◆ VERSTÄNDNISFRAGEN
(A) Beantworten Sie zum Text über Long Covid und den Arbeitsmarkt diese Fragen:
(i) Wie viel Prozent der Covid-Infizierten litten laut der Minneapolis Fed an Long Covid mit Symptomen über drei Monate oder länger?
(ii) Wie viel Prozent der Long-Covid-Fälle arbeiten laut der Umfrage des TUC gar nicht?
(iii) Um wie viel Prozent vermindern Impfungen nach heutigem Wissensstand die Wahrscheinlichkeit von Long Covid?
(B) Führen Sie den Text über Long Covid und den Arbeitsmarkt nach seinem letzten Satz fort.

◆ VORLIEGENDER TEXT
╭──

Minneapolis Fed erforscht Auswirkungen auf den Arbeitsmarkt
Auch die Federal Reserve Bank of Minneapolis hat sich mit Long Covid und den Auswirkungen auf den Arbeitsmarkt beschäftigt. Das Ergebnis ist, dass 24,1% der Covid-Infizierten an Long Covid mit Symptomen über drei Monate oder länger litten. Bei einer landesweiten Infektionsrate von 70% kommt die Minneapolis Fed mit 17 Mio. Long-Covid-Fällen zu einem bemerkenswert ähnlichen Ergebnis.
Der britischen Gewerkschaftsverband TUC führte eine umfassende Umfrage bei seinen Mitgliedern durch. Demnach arbeiten 20% der Long-Covid-Fälle gar nicht und 16% zeitreduziert. Eine Studie, die in der Wissenschaftspublikation The Lancet erschien, nennt 22%, die wegen Long Covid nicht mehr arbeiten können und 45%, die nur reduziert arbeiten.
Wahrscheinlichkeiten
Je länger sich die Pandemie hinzieht, neue Mutationen und Wiederholungsinfektionen auftreten, umso stärker wird der Anteil der Long-Covid-Fälle zunehmen. Nach heutigem Wissensstand vermindern Impfungen die Wahrscheinlichkeit von Long Covid zwar um 15%, doch zeigt sich auch, dass mit jeder erneuten Infektion die Wahrscheinlich für Long Covid stark zunimmt.

╰──

◆ DATENSÄTZE
╭──

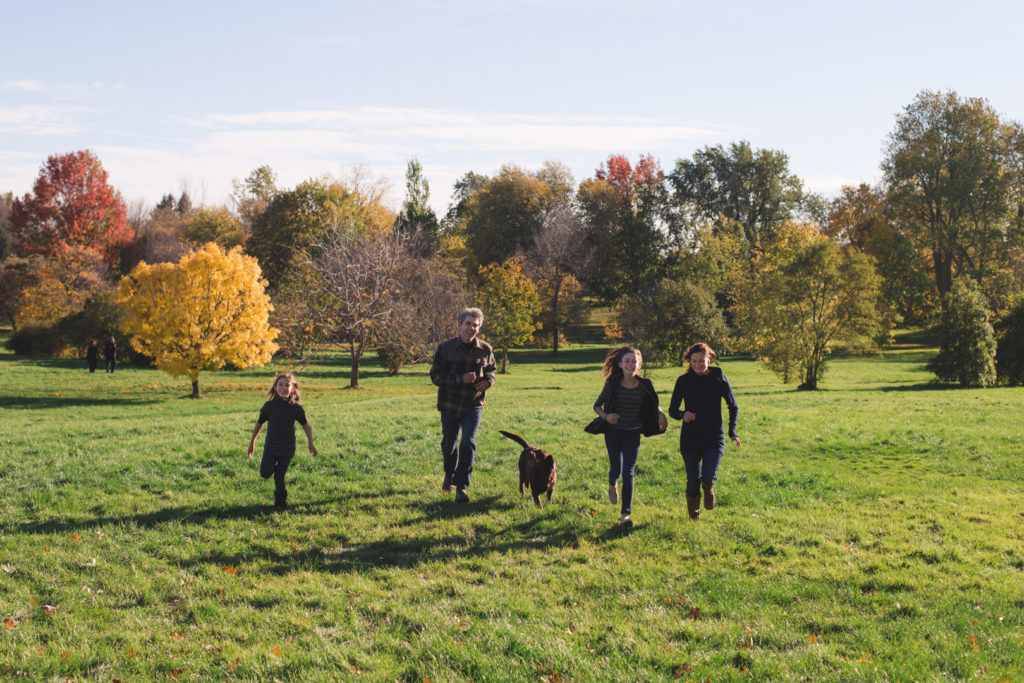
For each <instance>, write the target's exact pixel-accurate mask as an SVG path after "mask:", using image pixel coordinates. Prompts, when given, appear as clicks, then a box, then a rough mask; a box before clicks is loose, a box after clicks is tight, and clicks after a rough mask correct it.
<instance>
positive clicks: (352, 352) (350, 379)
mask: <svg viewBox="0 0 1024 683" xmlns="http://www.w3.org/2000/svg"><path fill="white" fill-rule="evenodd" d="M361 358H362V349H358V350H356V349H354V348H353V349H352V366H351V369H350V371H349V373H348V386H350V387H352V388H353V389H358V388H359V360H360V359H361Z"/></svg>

╰──
╭──

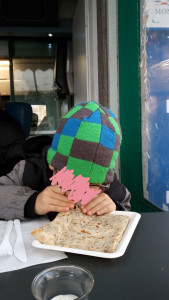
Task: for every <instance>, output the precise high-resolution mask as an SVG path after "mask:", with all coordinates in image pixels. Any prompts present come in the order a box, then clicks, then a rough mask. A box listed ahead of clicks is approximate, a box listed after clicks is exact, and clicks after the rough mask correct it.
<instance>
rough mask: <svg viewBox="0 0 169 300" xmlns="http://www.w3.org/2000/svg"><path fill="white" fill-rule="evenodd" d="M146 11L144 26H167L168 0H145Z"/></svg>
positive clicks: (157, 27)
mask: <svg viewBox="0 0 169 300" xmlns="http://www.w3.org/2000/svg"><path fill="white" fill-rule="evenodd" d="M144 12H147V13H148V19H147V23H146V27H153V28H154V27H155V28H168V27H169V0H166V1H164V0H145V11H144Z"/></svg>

╰──
╭──

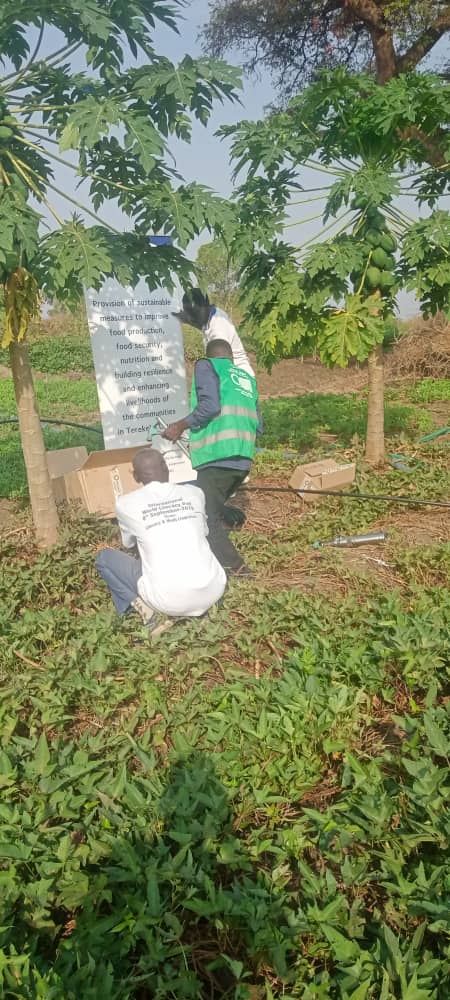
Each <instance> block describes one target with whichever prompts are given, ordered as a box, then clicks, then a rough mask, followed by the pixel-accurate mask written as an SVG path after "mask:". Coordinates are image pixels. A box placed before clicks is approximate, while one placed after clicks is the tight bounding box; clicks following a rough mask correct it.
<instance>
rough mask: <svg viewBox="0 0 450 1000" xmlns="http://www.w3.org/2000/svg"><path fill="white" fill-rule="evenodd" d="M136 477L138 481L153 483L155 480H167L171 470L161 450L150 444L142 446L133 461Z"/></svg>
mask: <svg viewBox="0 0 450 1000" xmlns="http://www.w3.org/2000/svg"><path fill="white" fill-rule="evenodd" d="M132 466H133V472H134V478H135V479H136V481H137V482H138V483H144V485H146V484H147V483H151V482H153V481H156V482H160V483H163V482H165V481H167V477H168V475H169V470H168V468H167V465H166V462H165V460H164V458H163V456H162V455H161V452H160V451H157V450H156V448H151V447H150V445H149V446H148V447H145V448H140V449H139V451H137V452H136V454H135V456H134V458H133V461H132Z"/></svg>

╰──

◆ ANTWORTEN IN REIHENFOLGE
(A)
(i) 24,1%
(ii) 20%
(iii) um 15%

(B)
Long Covid in den USA und Europa
Immerhin wird Long Covid in den USA nun ernst genommen. Das Weisse Haus hat einen 85 Seiten umfassenden nationalen Action Plan on Long Covid bekannt gemacht, und der Kongress hat 1.15 Mrd. USD für Long-Covid-Forschung freigegeben. In Europa ist das Thema dagegen scheinbar ein Tabu, über das nicht geredet wird. Tun es Wissenschaftler doch, hört niemand zu. Verdrängung und Stigmatisierung der Betroffenen als Simulanten tragen jedoch zu keiner Lösung bei, weder für die Gesellschaft noch für die Wirtschaft. Denn zuallererst muss das Problem als solches erkannt werden, bevor Lösungen gefunden werden können. Dem stehen jedoch, wie so oft, Ignoranz, Ressentiments und irrationale Wissenschaftsfeindlichkeit entgegen. Das könnte bei der gegebenen stillen Long-Covid-Pandemie, wie die Zahlen zu den USA zeigen, extrem teuer werden.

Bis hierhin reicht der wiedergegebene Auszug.